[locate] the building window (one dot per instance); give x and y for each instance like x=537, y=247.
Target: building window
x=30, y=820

---

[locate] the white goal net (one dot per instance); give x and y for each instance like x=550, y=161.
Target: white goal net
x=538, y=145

> [Exercise objective]
Report each line of the data that includes the string "instance".

> [Expected answer]
[locate] the building window (one dot per instance); give x and y for each instance like x=537, y=247.
[locate] the white goal net (one dot per instance); give x and y for each instance like x=550, y=161.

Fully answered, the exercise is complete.